___ EXTRACTED RECORDS ___

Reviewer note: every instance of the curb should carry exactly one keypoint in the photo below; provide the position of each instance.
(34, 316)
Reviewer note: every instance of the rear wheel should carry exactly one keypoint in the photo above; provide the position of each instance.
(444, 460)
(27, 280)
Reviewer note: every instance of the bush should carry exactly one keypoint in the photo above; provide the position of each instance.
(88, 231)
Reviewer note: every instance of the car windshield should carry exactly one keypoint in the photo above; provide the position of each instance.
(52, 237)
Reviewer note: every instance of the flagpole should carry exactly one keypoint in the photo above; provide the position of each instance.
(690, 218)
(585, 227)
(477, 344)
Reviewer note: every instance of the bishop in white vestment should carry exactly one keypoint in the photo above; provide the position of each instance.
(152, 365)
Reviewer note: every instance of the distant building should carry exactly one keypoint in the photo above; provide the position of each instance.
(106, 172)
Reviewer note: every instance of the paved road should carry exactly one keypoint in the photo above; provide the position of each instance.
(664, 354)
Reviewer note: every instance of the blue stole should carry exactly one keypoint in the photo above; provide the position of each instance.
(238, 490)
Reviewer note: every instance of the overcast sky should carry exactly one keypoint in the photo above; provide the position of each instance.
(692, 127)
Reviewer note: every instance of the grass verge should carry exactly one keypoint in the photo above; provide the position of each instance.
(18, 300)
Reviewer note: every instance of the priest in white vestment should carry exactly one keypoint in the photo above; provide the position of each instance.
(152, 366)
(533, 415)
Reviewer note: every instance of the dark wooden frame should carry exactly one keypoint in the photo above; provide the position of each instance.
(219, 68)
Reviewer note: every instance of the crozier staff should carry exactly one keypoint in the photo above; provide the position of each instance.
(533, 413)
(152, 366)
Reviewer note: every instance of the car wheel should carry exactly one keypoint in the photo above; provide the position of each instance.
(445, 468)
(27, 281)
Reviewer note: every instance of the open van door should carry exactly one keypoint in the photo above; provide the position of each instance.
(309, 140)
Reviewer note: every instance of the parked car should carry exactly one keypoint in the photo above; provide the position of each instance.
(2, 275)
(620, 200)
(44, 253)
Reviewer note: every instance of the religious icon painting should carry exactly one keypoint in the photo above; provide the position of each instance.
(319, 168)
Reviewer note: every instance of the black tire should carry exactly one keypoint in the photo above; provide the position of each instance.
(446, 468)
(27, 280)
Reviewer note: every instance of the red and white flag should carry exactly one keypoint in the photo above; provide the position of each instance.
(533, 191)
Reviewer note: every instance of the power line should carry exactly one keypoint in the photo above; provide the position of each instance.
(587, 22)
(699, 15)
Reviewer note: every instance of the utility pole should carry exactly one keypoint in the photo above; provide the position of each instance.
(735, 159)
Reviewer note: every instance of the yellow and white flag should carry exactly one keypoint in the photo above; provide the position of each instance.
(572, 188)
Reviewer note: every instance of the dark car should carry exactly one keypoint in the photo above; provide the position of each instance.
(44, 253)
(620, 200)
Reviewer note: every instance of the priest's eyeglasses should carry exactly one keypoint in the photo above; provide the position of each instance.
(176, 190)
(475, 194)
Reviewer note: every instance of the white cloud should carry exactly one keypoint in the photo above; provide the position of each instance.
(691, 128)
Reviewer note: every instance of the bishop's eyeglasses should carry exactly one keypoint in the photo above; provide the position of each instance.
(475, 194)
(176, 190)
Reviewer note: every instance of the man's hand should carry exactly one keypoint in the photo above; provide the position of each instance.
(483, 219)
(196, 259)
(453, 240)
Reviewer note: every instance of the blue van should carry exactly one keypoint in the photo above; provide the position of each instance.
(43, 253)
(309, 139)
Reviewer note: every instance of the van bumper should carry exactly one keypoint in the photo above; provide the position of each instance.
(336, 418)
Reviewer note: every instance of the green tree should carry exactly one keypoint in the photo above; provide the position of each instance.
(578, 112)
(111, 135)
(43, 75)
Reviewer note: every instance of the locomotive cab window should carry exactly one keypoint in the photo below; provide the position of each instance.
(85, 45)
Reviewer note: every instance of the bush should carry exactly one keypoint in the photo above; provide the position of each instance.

___

_ASSIGNED TASK_.
Reproduce the line that contains "Reviewer note: every instance of the locomotive" and each line after it through the last line of the entries above, exactly; leave out all earlier lines.

_TASK RESULT_.
Reviewer note: every instance of the locomotive cab window should carry exactly one keypoint in the photo below; provide the position of each instance.
(85, 45)
Reviewer note: every instance of the bush should carry exactly one keypoint in the photo above; provide the position of each instance.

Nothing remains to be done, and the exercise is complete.